● INFORMATION GIVEN
= = =

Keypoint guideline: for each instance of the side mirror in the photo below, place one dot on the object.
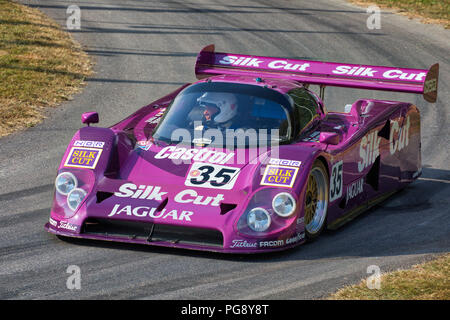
(89, 117)
(330, 138)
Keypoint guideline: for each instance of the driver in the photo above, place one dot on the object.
(219, 109)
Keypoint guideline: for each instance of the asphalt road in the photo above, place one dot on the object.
(143, 49)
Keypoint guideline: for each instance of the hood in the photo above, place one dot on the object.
(201, 187)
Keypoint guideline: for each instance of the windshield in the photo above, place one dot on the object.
(226, 114)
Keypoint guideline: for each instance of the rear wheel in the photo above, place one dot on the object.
(316, 200)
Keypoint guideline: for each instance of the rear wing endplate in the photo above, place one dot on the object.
(419, 81)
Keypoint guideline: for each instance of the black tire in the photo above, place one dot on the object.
(316, 200)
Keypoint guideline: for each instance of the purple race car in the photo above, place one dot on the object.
(244, 160)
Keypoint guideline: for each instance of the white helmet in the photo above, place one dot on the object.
(225, 102)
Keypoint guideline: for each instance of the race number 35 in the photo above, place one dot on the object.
(336, 181)
(211, 176)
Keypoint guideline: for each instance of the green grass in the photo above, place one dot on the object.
(426, 281)
(430, 11)
(40, 66)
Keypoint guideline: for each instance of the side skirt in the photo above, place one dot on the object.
(358, 210)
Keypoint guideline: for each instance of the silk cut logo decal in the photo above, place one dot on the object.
(336, 181)
(211, 176)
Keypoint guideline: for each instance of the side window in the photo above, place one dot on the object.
(305, 106)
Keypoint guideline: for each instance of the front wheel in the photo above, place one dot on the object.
(316, 200)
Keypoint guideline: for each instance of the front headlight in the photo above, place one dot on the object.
(283, 204)
(65, 182)
(258, 219)
(75, 197)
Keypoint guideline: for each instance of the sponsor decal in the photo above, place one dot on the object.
(278, 243)
(156, 118)
(336, 181)
(201, 155)
(313, 137)
(130, 190)
(211, 176)
(83, 157)
(430, 86)
(310, 66)
(354, 189)
(279, 176)
(369, 72)
(67, 226)
(143, 212)
(191, 196)
(89, 144)
(254, 62)
(369, 150)
(144, 144)
(299, 237)
(243, 244)
(284, 162)
(399, 136)
(274, 243)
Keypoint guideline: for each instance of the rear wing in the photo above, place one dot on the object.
(419, 81)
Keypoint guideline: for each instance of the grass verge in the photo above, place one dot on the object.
(426, 281)
(429, 11)
(40, 66)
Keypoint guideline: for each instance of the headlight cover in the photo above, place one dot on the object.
(75, 197)
(258, 219)
(65, 182)
(283, 204)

= = =

● EXERCISE BRIEF
When copying the material, leave every image behind and keep each line verbatim.

● WRITTEN ANSWER
Keypoint guideline: for each instance of the side mirror in the photo below, place one dot on the object.
(89, 117)
(330, 138)
Keypoint guideline: for each instance of the driver in the photo above, place one dot on the object.
(219, 109)
Keypoint guideline: for each instance of the asphalt road in the photo above, place one dot on the object.
(143, 49)
Keypoint guideline: for each instance of the hood in the photo above, place one dot on the object.
(201, 187)
Keypoint guideline: for each instance of the windshield in the photo above, place one dot on the object.
(226, 114)
Keypoint guideline: for each instance of the rear wheel in the photo above, place one dot on the object.
(316, 200)
Keypoint guideline: for each instance of the rear wing endplate in the photo above, place one dot on the object.
(419, 81)
Keypoint guideline: for each instance of the black tire in the photo above, place one dot on the object.
(316, 200)
Keypoint guideline: for each instance of the purple race car in the photo above, place one dot on the object.
(244, 160)
Keypoint guideline: for each instance of the white helmet in the photo above, place one dot on the object.
(225, 102)
Keypoint guideline: for each instance of the race number 35 in the photo above, place one dot on the object.
(336, 181)
(211, 176)
Keypoint guideline: for each instance of the green grass in the photo above, place one dot on the object.
(426, 281)
(430, 11)
(40, 66)
Keypoint guideline: for each instance of the side skirt in the photo above, place one dot on the object.
(358, 210)
Keypoint guideline: for each instance of the silk cut logo decal in the photo above, place one dot on the object.
(336, 181)
(211, 176)
Keypoint guideline: for each instance of the side window in the photo above, place one dot on the object.
(305, 106)
Keypoint guideline: for each instance of the front wheel in the photo above, place one dot on the object.
(316, 200)
Keypoint guideline: for each instance of the front headlight in the photo above, place one dot on the object.
(283, 204)
(65, 182)
(258, 219)
(75, 197)
Keypoint guideline: for each instance of the sponsor decal in the photo above, place one dot on the object.
(278, 243)
(156, 118)
(336, 181)
(201, 155)
(313, 137)
(130, 190)
(211, 176)
(83, 157)
(430, 86)
(310, 66)
(354, 189)
(279, 176)
(369, 72)
(67, 226)
(143, 212)
(191, 196)
(89, 144)
(254, 62)
(369, 150)
(144, 144)
(299, 237)
(243, 244)
(284, 162)
(399, 136)
(274, 243)
Keypoint guideline: for each instance of the rear wing in the photo above, place one dot on the object.
(419, 81)
Keypoint guideline: for each instance of the grass verge in the photo above, place one dot on the object.
(426, 281)
(429, 11)
(40, 66)
Keypoint guideline: for each instance of the headlight cover in the photo above, place one dot on the object.
(75, 197)
(258, 219)
(65, 182)
(283, 204)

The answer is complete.